Required action ▸
Once you find the line with "For the person in", transcribe it and all the lines that follow to the end of the data, exactly as written; skip any pictures.

Data provided ▸

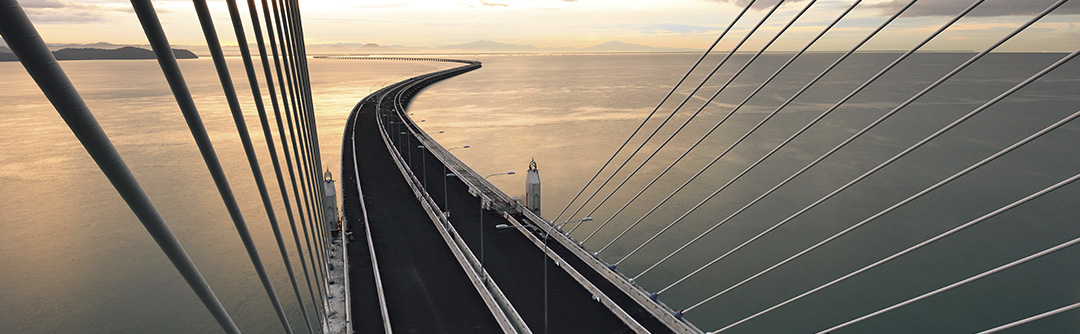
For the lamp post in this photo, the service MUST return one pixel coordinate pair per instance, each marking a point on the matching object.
(423, 159)
(545, 236)
(446, 201)
(446, 206)
(408, 151)
(482, 226)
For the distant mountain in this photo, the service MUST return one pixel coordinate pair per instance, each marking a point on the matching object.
(122, 53)
(107, 45)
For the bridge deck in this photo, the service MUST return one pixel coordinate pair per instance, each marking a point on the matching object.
(510, 257)
(426, 289)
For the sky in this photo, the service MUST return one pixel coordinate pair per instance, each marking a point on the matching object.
(682, 24)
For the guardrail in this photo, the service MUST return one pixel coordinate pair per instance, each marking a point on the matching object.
(367, 234)
(504, 312)
(657, 308)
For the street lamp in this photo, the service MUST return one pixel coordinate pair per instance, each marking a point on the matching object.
(545, 236)
(482, 225)
(409, 151)
(424, 162)
(446, 202)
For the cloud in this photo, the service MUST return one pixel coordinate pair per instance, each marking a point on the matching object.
(672, 28)
(43, 4)
(485, 3)
(950, 8)
(69, 12)
(757, 5)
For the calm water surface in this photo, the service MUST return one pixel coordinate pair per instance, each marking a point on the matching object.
(78, 261)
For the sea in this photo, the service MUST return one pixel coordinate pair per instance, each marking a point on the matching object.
(77, 261)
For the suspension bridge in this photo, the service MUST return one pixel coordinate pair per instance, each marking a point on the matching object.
(424, 243)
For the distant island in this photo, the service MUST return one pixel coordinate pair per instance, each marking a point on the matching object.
(93, 53)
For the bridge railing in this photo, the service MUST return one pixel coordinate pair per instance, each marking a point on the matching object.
(370, 245)
(504, 312)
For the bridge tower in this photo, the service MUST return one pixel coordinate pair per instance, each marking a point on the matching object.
(329, 197)
(532, 188)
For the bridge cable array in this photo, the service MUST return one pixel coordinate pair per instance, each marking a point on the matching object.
(869, 81)
(688, 97)
(23, 39)
(647, 118)
(893, 111)
(694, 115)
(21, 35)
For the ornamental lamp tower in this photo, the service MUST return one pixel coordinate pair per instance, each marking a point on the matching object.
(532, 188)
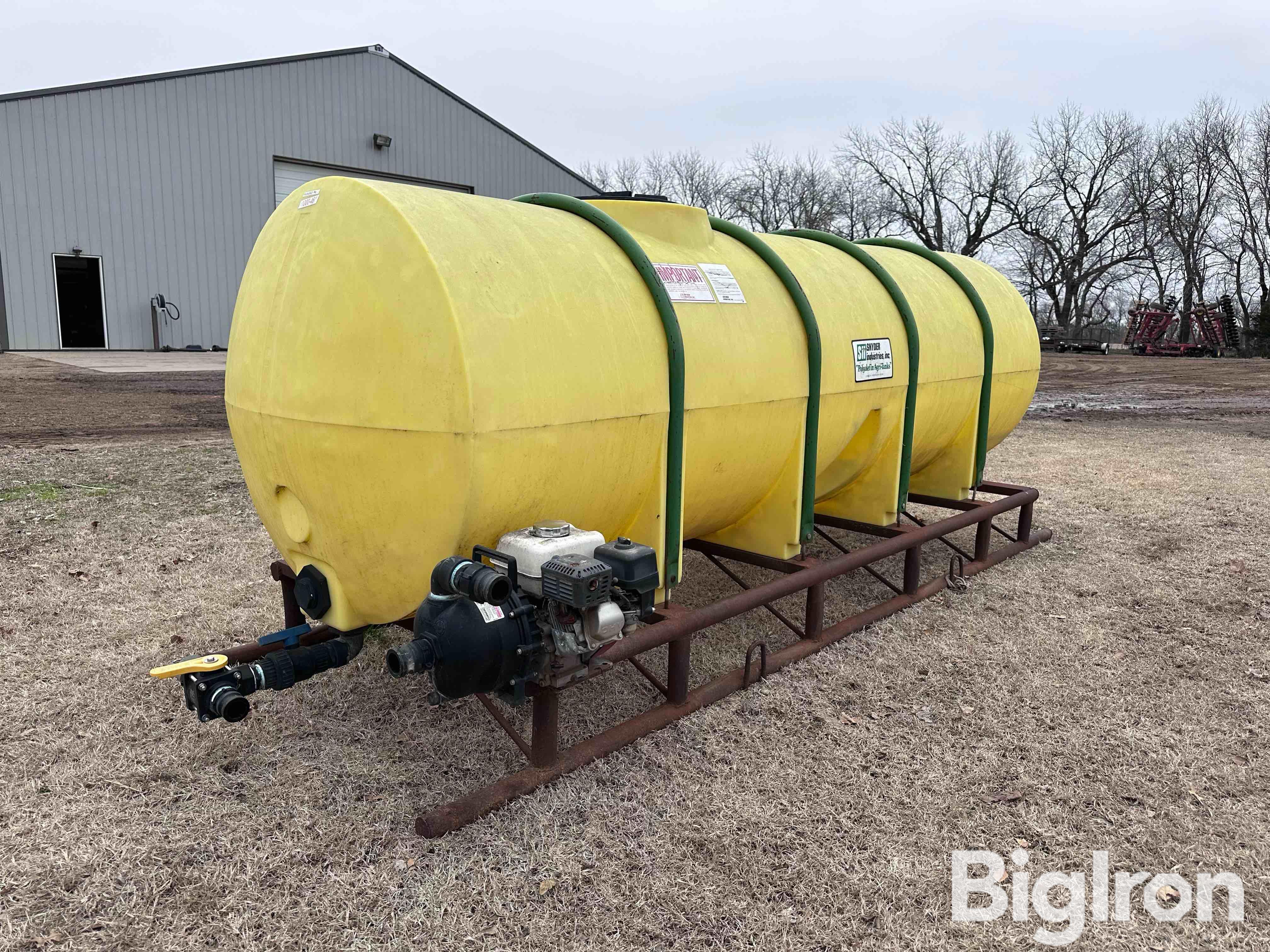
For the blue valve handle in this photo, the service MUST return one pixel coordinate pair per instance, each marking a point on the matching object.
(289, 638)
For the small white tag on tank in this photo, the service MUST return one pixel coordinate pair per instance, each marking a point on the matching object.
(491, 614)
(726, 285)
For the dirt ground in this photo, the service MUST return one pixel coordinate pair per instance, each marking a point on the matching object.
(44, 403)
(1108, 691)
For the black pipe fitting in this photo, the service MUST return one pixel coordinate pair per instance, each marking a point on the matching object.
(313, 593)
(412, 658)
(463, 577)
(223, 694)
(283, 669)
(228, 702)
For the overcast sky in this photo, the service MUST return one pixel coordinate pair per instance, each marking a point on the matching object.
(595, 81)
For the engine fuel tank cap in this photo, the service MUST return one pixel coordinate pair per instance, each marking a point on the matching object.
(552, 529)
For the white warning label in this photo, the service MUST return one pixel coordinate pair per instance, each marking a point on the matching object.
(491, 614)
(727, 289)
(684, 282)
(873, 360)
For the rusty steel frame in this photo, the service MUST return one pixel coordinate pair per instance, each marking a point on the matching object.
(675, 626)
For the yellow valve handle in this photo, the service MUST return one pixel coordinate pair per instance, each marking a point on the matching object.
(204, 663)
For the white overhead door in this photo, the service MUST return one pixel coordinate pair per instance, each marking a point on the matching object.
(288, 177)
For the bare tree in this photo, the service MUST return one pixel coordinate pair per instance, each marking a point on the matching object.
(685, 177)
(623, 176)
(1192, 177)
(949, 195)
(771, 192)
(1080, 218)
(1245, 230)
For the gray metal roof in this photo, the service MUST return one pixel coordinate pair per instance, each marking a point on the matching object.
(376, 49)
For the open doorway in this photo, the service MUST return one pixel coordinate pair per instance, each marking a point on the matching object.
(81, 304)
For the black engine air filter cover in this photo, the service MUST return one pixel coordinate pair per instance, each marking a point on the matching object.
(577, 581)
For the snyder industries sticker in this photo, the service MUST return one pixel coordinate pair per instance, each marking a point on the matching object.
(873, 360)
(684, 282)
(724, 285)
(491, 614)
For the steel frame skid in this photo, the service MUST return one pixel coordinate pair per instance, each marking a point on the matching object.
(675, 626)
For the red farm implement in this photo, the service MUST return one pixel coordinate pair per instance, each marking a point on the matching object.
(1154, 329)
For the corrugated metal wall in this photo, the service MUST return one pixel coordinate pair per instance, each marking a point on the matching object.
(171, 181)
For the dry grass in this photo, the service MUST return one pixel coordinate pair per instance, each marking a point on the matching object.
(1114, 678)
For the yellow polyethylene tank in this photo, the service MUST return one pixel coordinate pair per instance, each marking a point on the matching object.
(413, 372)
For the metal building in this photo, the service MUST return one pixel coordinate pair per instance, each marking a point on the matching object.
(112, 193)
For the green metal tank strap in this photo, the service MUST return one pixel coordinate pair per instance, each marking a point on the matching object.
(807, 517)
(906, 314)
(675, 359)
(981, 311)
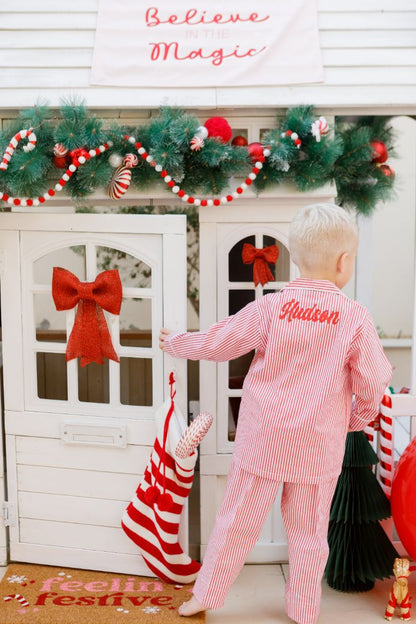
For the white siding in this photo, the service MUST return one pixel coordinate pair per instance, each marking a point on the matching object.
(368, 46)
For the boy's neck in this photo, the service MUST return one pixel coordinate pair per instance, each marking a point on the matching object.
(319, 275)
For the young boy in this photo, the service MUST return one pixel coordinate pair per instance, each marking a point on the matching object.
(315, 348)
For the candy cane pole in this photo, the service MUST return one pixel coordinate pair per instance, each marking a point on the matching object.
(385, 469)
(17, 597)
(30, 145)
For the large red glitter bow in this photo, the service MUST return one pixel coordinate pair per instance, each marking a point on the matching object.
(261, 258)
(90, 339)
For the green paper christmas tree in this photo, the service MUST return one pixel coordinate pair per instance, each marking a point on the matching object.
(359, 549)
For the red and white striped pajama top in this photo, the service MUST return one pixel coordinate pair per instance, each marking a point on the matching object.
(315, 347)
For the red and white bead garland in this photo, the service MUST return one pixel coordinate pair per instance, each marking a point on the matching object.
(16, 201)
(175, 188)
(81, 160)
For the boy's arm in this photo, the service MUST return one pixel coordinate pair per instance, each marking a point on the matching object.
(225, 340)
(370, 374)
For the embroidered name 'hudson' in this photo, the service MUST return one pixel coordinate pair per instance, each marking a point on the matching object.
(293, 310)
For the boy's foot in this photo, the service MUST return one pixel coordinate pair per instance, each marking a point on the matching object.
(191, 607)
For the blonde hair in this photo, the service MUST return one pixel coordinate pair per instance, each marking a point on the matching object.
(320, 233)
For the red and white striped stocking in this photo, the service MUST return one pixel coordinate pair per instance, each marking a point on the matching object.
(152, 518)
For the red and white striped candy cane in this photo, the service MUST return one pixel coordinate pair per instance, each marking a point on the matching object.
(23, 134)
(17, 597)
(385, 468)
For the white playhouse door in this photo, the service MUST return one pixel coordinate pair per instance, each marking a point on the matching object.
(78, 438)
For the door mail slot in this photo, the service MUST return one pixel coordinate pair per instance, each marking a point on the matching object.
(94, 435)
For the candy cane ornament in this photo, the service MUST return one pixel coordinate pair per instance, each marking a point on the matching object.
(17, 597)
(385, 469)
(17, 201)
(30, 145)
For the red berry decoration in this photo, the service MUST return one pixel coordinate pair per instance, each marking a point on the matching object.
(219, 128)
(60, 162)
(380, 153)
(256, 152)
(239, 141)
(387, 170)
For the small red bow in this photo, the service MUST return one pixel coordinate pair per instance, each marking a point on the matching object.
(261, 258)
(90, 339)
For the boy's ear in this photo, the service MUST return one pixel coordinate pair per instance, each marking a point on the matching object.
(341, 261)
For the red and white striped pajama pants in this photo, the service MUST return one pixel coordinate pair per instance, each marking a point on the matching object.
(247, 501)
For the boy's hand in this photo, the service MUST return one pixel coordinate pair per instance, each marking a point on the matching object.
(164, 333)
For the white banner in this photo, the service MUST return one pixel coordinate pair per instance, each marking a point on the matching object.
(206, 43)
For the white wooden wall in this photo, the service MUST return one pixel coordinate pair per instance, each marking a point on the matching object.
(369, 54)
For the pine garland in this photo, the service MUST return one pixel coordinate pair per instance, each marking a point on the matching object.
(295, 154)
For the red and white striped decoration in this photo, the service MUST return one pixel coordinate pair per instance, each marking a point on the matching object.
(151, 521)
(193, 436)
(30, 145)
(36, 201)
(130, 161)
(386, 465)
(120, 182)
(319, 128)
(17, 597)
(217, 201)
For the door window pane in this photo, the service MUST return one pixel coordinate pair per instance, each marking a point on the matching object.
(70, 258)
(51, 376)
(50, 324)
(136, 323)
(237, 299)
(93, 382)
(237, 270)
(134, 273)
(136, 382)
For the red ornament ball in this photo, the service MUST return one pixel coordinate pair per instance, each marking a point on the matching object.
(239, 141)
(403, 500)
(256, 152)
(387, 170)
(219, 128)
(380, 153)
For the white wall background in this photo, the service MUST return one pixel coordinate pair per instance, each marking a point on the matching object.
(368, 46)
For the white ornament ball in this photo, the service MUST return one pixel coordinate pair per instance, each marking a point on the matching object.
(202, 132)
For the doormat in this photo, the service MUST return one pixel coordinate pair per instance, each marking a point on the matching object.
(34, 594)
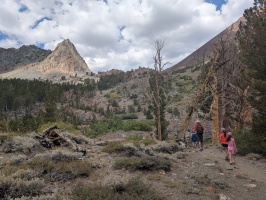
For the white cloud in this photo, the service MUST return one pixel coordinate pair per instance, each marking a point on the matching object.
(96, 30)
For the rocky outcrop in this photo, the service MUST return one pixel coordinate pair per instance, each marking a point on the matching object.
(64, 59)
(12, 58)
(64, 64)
(207, 49)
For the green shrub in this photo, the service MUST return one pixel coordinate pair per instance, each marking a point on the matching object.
(112, 147)
(134, 190)
(135, 137)
(137, 126)
(62, 125)
(13, 188)
(59, 171)
(248, 142)
(3, 138)
(138, 139)
(60, 155)
(129, 116)
(142, 163)
(20, 144)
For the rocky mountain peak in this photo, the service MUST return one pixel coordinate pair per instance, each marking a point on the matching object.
(65, 59)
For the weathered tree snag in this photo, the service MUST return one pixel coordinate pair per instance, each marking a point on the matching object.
(245, 113)
(199, 95)
(215, 112)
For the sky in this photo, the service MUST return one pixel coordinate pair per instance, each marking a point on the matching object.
(118, 34)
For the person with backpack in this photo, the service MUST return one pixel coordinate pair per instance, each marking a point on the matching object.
(194, 139)
(231, 148)
(199, 129)
(223, 137)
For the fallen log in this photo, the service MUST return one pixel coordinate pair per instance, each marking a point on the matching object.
(53, 136)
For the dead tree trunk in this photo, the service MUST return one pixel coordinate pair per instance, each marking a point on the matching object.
(199, 95)
(245, 114)
(215, 112)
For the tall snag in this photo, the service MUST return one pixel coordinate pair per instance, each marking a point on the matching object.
(155, 90)
(200, 93)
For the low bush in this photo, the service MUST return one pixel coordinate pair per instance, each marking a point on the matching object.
(3, 138)
(60, 155)
(129, 116)
(20, 144)
(134, 190)
(14, 188)
(142, 163)
(169, 149)
(138, 139)
(112, 147)
(59, 171)
(137, 126)
(62, 125)
(248, 142)
(114, 124)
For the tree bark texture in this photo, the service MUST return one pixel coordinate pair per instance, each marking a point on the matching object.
(199, 95)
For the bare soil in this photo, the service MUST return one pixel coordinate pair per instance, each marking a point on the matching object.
(195, 174)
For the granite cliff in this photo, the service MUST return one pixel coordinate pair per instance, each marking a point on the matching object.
(64, 64)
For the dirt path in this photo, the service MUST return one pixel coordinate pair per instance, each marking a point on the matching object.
(244, 181)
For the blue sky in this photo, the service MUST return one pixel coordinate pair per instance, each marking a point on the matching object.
(218, 3)
(118, 34)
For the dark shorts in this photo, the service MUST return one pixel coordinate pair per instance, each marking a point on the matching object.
(200, 137)
(224, 145)
(194, 138)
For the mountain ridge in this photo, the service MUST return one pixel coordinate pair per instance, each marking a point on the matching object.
(205, 50)
(64, 63)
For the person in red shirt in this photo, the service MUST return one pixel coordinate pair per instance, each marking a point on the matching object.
(199, 129)
(223, 137)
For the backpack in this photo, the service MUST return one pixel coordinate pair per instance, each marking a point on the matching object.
(200, 129)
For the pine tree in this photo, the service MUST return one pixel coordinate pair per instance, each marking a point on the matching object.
(252, 43)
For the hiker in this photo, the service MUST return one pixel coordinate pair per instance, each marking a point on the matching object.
(231, 148)
(194, 139)
(199, 129)
(223, 137)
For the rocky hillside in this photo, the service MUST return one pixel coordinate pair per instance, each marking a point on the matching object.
(63, 64)
(12, 58)
(207, 49)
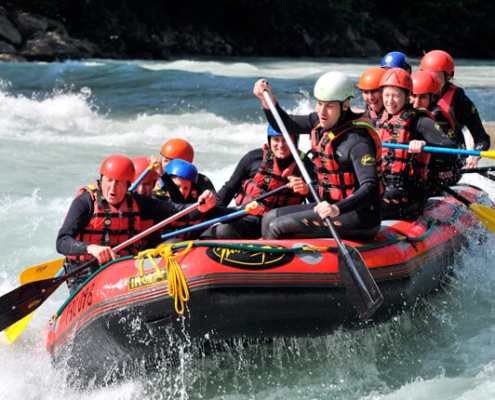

Response ▸
For the person in red shirt in this photo, the service MUST return one pixel coordinate pair per instance, each marking a point on the matching object.
(199, 129)
(223, 137)
For the backpack in this photo, the service MUST return one pixel coordinate pair per instance, each marking a point on the matching object.
(200, 129)
For the pine tree in this photo, the service MUST return one pixel coordinate pair per instance, each marking a point on the matching object.
(252, 43)
For the hiker in this photo, the service MUST return one pixel coordinate pair per instance, each marking a point on the matching object.
(231, 148)
(194, 139)
(199, 129)
(223, 137)
For the rocky hillside in this photo, the service MUST return one pixel coordinate pair per instance, each marking a point on the matching object.
(63, 64)
(12, 58)
(207, 49)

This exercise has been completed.